* Start *

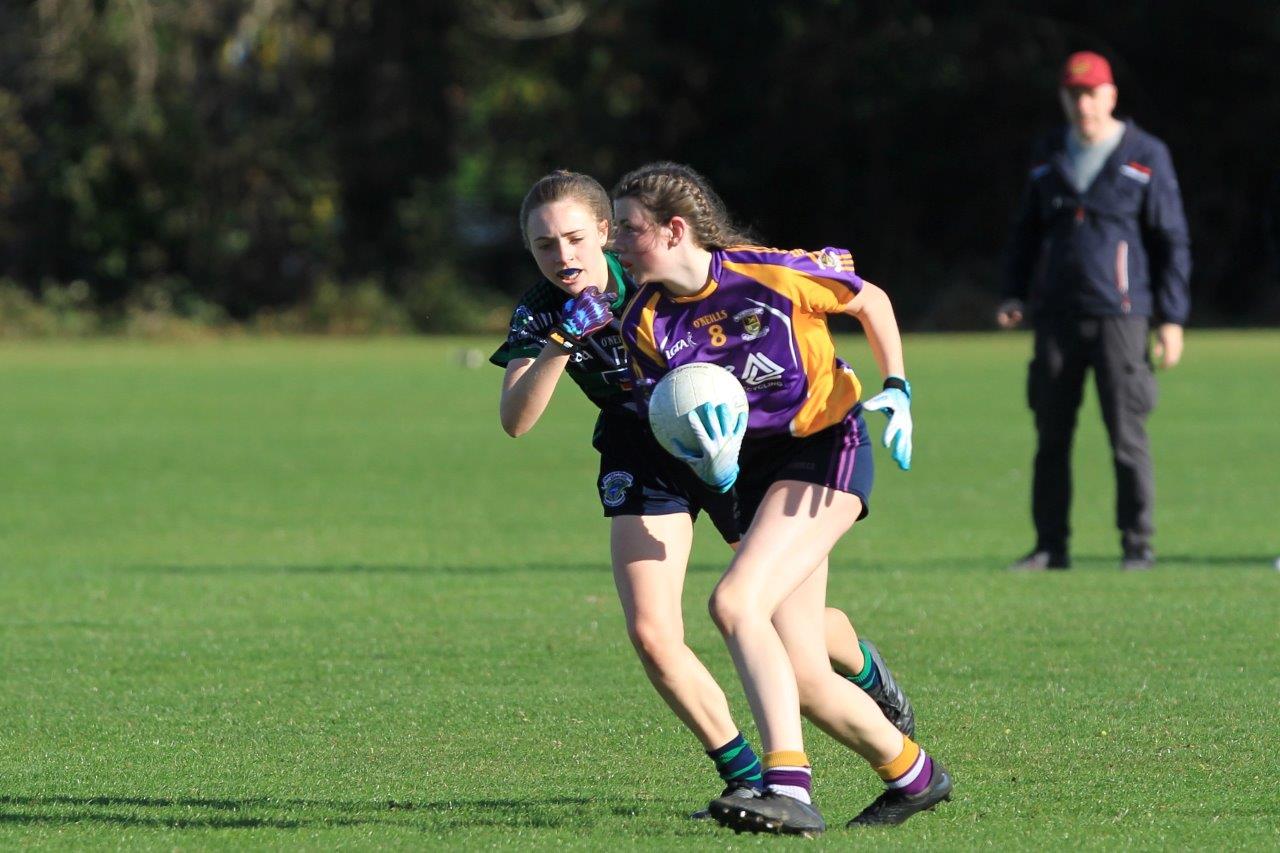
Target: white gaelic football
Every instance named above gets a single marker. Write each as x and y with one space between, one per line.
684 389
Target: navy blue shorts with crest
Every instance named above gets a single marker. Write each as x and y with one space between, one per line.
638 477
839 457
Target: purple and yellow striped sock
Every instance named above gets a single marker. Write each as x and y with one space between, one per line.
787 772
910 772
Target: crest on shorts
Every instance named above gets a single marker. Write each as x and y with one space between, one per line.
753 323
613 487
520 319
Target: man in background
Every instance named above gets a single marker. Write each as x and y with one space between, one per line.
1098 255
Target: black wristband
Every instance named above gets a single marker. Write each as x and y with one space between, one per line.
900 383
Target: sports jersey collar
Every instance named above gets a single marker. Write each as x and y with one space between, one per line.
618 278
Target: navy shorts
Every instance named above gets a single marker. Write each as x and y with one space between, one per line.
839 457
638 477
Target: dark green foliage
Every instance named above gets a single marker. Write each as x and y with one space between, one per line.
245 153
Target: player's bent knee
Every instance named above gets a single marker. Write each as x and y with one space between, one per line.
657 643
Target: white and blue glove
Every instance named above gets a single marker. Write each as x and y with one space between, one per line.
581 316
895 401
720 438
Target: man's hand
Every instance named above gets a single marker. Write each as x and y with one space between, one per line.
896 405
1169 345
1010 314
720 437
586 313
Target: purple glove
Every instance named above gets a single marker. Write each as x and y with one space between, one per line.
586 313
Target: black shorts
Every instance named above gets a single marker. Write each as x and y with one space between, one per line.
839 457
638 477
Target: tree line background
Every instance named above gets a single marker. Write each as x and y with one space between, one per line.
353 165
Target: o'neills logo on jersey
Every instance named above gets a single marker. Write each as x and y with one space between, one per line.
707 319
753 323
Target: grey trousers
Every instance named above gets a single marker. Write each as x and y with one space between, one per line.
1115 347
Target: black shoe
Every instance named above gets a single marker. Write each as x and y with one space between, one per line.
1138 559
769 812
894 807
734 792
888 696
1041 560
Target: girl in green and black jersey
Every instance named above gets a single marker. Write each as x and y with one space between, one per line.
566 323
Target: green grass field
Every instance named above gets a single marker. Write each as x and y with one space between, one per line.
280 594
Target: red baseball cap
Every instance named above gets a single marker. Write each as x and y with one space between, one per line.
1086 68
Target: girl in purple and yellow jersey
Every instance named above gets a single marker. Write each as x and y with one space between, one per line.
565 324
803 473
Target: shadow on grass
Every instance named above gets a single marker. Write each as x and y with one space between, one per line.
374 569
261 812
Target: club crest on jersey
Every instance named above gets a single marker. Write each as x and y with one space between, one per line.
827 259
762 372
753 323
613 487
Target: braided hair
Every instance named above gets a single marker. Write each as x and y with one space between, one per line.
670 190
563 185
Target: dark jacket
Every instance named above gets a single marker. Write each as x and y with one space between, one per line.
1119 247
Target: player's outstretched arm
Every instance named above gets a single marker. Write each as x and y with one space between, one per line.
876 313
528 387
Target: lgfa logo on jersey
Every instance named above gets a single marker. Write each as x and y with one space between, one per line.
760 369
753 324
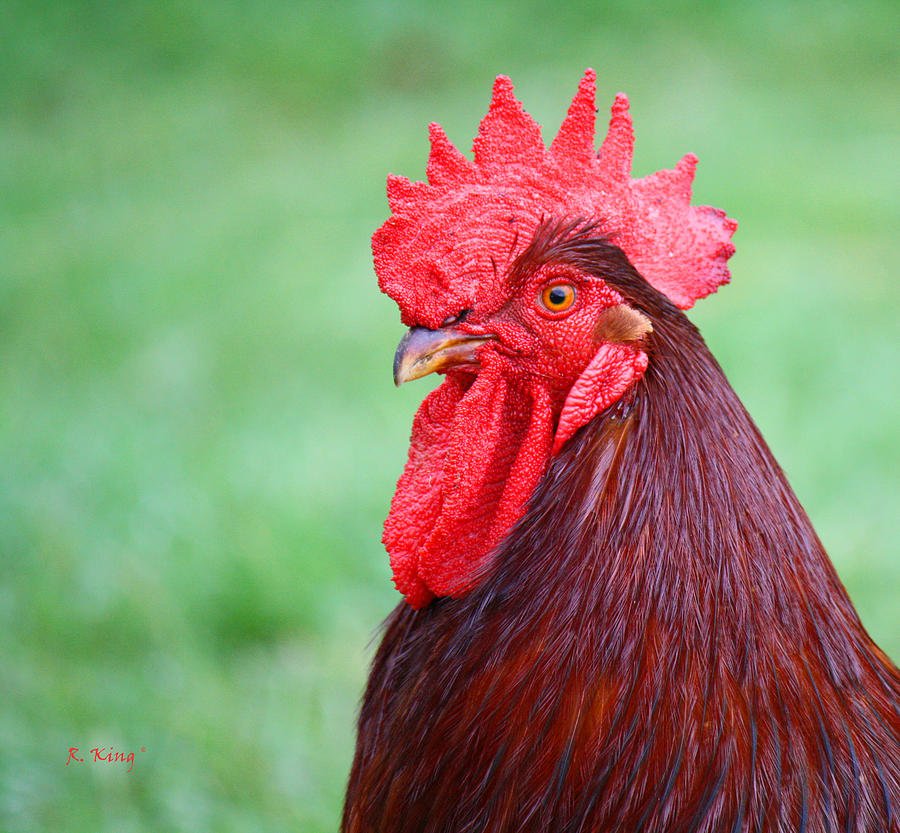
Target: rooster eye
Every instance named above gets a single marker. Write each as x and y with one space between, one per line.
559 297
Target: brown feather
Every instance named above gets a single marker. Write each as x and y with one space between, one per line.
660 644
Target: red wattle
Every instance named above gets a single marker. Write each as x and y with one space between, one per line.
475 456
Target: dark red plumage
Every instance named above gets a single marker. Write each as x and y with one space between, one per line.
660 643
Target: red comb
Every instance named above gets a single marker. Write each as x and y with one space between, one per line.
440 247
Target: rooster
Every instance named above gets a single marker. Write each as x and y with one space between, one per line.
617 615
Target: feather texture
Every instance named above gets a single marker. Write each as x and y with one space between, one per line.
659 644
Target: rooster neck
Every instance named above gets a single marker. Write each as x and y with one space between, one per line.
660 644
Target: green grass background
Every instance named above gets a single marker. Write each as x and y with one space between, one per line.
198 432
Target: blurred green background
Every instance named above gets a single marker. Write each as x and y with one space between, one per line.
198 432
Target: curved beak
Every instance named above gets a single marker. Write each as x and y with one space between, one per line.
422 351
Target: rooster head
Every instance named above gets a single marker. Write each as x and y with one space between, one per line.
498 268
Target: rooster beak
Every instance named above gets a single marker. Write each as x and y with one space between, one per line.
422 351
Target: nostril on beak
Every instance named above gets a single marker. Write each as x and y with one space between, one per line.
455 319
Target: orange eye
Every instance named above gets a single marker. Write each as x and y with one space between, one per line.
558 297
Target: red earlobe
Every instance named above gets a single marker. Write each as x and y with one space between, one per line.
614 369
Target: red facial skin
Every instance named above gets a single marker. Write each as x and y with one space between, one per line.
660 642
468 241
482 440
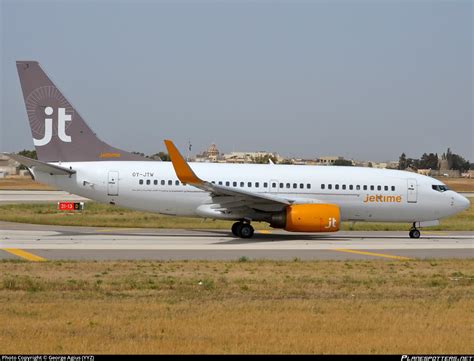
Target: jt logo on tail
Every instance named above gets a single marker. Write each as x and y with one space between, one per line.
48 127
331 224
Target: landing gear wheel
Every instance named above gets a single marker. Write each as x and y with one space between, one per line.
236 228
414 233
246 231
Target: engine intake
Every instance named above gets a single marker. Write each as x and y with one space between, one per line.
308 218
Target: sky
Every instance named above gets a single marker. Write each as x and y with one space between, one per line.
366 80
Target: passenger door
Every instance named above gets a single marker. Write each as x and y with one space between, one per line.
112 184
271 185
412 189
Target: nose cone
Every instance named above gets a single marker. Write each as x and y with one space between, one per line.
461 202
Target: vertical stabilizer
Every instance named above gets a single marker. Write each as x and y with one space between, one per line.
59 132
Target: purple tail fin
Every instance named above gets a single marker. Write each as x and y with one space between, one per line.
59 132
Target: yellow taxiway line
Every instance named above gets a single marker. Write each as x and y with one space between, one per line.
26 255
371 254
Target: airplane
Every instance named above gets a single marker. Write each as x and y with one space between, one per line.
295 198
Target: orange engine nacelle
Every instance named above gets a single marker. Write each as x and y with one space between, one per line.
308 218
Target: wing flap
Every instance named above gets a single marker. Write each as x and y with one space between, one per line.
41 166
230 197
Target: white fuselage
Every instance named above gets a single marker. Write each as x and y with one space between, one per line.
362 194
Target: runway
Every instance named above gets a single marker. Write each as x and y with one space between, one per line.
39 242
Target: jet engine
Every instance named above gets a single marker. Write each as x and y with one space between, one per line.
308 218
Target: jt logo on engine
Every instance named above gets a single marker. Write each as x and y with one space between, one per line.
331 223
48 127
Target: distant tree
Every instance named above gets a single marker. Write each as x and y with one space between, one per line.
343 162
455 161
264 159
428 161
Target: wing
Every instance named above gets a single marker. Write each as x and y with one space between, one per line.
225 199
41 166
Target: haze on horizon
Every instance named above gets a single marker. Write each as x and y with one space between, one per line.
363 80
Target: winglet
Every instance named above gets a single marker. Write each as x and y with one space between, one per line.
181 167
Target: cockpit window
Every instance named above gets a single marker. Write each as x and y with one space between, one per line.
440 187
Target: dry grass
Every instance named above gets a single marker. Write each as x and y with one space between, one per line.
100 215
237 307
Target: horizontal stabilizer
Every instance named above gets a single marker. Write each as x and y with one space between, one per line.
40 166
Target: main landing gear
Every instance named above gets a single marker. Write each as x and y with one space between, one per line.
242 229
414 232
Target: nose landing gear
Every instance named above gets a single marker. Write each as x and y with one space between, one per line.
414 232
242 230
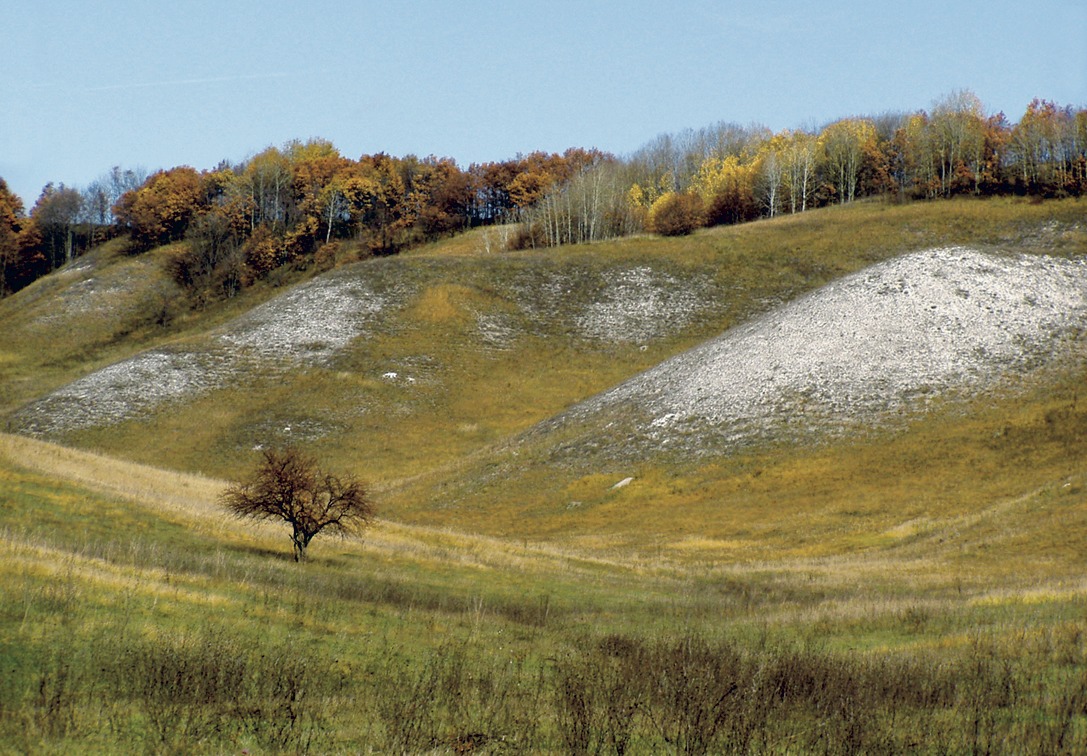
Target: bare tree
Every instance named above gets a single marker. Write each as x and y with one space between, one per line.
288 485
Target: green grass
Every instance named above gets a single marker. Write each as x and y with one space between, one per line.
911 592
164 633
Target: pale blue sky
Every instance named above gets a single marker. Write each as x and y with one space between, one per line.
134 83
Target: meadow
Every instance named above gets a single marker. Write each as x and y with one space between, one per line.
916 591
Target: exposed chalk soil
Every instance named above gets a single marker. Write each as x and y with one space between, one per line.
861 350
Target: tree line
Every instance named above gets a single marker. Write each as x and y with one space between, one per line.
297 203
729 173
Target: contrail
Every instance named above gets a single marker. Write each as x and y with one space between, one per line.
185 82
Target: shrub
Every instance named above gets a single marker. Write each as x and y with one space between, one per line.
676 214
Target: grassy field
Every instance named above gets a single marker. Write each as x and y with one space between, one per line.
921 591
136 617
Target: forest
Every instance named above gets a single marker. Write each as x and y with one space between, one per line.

* End *

**Task description**
Extract the lines of the records from the line containing "Target: forest" through the last line of the records, and reproduce each of them unchanged.

**Task result**
Target: forest
Every instance named above gets a single marker. Write each as x and y with one space between, one per line.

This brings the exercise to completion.